Dataset excerpts on object pointing:
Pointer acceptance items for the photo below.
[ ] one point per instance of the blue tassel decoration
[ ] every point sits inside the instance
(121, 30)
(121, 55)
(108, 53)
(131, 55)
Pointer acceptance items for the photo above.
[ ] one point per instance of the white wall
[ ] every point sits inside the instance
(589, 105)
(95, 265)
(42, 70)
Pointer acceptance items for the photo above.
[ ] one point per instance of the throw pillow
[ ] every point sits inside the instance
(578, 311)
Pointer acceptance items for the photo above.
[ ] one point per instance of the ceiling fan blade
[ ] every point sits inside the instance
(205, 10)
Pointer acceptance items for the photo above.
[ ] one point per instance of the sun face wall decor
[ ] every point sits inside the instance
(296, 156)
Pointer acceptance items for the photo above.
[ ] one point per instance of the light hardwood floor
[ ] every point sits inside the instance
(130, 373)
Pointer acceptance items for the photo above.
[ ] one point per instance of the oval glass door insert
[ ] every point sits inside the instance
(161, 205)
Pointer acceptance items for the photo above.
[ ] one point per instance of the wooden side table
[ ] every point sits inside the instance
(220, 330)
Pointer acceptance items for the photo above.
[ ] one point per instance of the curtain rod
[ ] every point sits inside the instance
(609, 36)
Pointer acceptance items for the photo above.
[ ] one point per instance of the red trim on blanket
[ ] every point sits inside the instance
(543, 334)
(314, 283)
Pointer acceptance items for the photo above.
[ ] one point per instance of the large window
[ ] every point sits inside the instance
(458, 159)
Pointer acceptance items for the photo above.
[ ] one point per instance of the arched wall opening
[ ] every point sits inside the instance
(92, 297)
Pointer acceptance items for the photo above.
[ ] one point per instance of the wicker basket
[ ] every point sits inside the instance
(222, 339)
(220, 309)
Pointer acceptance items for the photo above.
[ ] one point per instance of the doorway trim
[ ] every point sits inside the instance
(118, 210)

_What the exercise asks_
Nothing in the listing may be changed; retype it all exactly.

_Task output_
Pointer acceptance items for the photo below.
[ ] one point per instance of the blue tassel decoration
[ ] every point sits inside the instance
(121, 30)
(121, 55)
(108, 53)
(131, 55)
Pointer acceptance items for the photo above.
[ ] one point per instance of the white wall
[ ] every point sits inside the instance
(589, 105)
(95, 265)
(42, 70)
Pointer acceptance items for the photo above.
[ ] one point per instance of the throw pillow
[ ] every point sits inside the instance
(578, 311)
Pointer acceptance items for the photo above.
[ ] one point per instance of the ceiling fan blade
[ ] every point sits inside the instance
(205, 10)
Pointer acceptance items for the photo above.
[ ] one point per instance of the sun face wall decor
[ ] every point sits inside the instance
(296, 156)
Pointer acceptance items for the photo above.
[ ] one point per instance of the light hardwood floor
[ ] every point sits inside the instance
(130, 373)
Pointer acceptance items for the photo above.
[ ] one point per instance of the oval glass door insert
[ ] every point sits inside the instance
(161, 205)
Pointer acceptance items for the photo above.
[ ] one point per instance of the wooden side table
[ ] every point sits inside the instance
(220, 330)
Pointer acceptance items for the photo above.
[ ] one point per instance of the curtain rod
[ ] every point sits inside the instance
(609, 36)
Pointer acceptance items for the photo above.
[ ] one point per instance of the red trim on blanket
[ ] every point sits inside the instance
(543, 334)
(314, 283)
Pointer acceptance items for the photo above.
[ ] one point per instance of the large window
[ ] every point sits inside the instance
(458, 159)
Pointer acceptance items for the photo above.
[ ] one point per instance of the arched wall opening
[ ] every point sits inside the instance
(92, 297)
Pointer acceptance items for the photo above.
[ ] one point per instance of the wicker basket
[ ] every point sits inside the instance
(222, 339)
(220, 309)
Pointer acceptance items for the photo above.
[ ] one point per instance of the doorway trim
[ ] every point sits inside the instance
(118, 210)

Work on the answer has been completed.